Переславшись с королем, Глинский тайно покинул вверенный ему московский отряд и побежал литовцам навстречу. Но один из его слуг в ту же ночь прискакал к соседнему московскому воеводе Михаилу Голице, который сообща с другим воеводою, Челядниным, успел перенять дорогу Глинскому и захватить его. После этого его немедленно доставили к великому князю в Дорогобуж. Здесь был произведен обыск у беглеца, и найденное письмо Сигизмунда послужило явной уликой его измены.

Государь приказал заковать его в железо и отправить в Москву; своим же воеводам он велел двинуться против наступавшего короля, войска которого шли под главным начальством великого литовского гетмана князя Константина Острожского. Этот Константин Острожский, человек русский и православный, начальствовал, как мы помним, над литовской ратью в битве под Ведрошем, выигранной нами, и попал в плен к Иоанну III, которому вскоре присягнул на верность, после чего получил большие земельные владения. Однако он не мог забыть привольной панской жизни в Литве и, пользуясь своей свободой, бежал при удобном случае из Русской земли. Теперь за добро и за ласку, оказанные ему Москвой, он шел на нее войной во главе латинского воинства короля.

Обе рати сошлись близ Орши: русские стали на левом берегу Днепра, литовцы – на правом. Константин Острожский завел переговоры с нашим главным воеводою боярином Челядниным о мире, но в это время тайно навел мост в 15 верстах и стал переправлять свои войска на наш берег. Когда Челяднину донесли, что половина литовской рати уже перебралась, почему и наступило время ударить на нее всеми силами, чтобы разбить раньше, чем переправится другая ее половина, он самоуверенно отвечал: «Мне мало половины: жду их всех и тогда одним разом управлюсь с ними».

• _Записанные сведения_
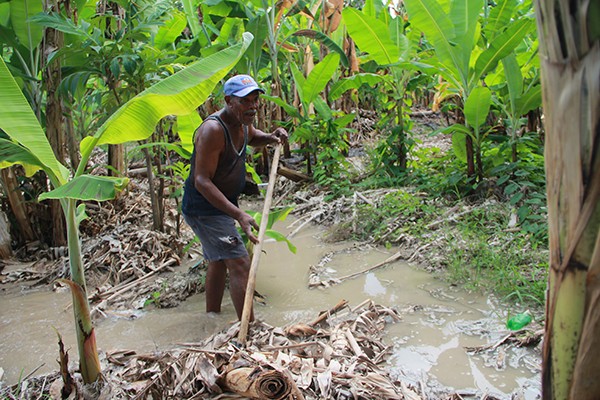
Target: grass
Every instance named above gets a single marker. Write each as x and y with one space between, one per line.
471 245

• _Короткое задание 1_
На каком берегу Днепра, согласно фрагменту текста, стали литовцы близ Орши?
• _Короткое задание 2_
Допиши фрагмент текста о битве под Оршей, начав сразу после его последнего предложения.

• _Результат задания 1_
На правом берегу Днепра.

• _Результат задания 2_
Вслед за тем литовские войска перешли реку, устроились для боя, и началось кровопролитнейшее сражение, которое к вечеру окончилось ужасным поражением русских.

По одним сведениям, главные московские воеводы Челяднин и князь Булгаков-Голица не хотели из зависти помогать друг другу; по другим – Константин Острожский употребил хитрость: отступил притворно, навел русских на пушки и в то же время зашел им в тыл. Как бы то ни было, такой блестящей победы литовцы никогда не одерживали над русскими: они гнали, резали и топили их в Днепре, усеяли телами все окрестные поля и захватили огромнейший полон: Челяднина, Булгакова-Голицу и 6 других воевод, 37 князей, более 1500 дворян, все знамена, пушки и обоз – одним словом, вполне отомстили нам за свое Ведрошское поражение.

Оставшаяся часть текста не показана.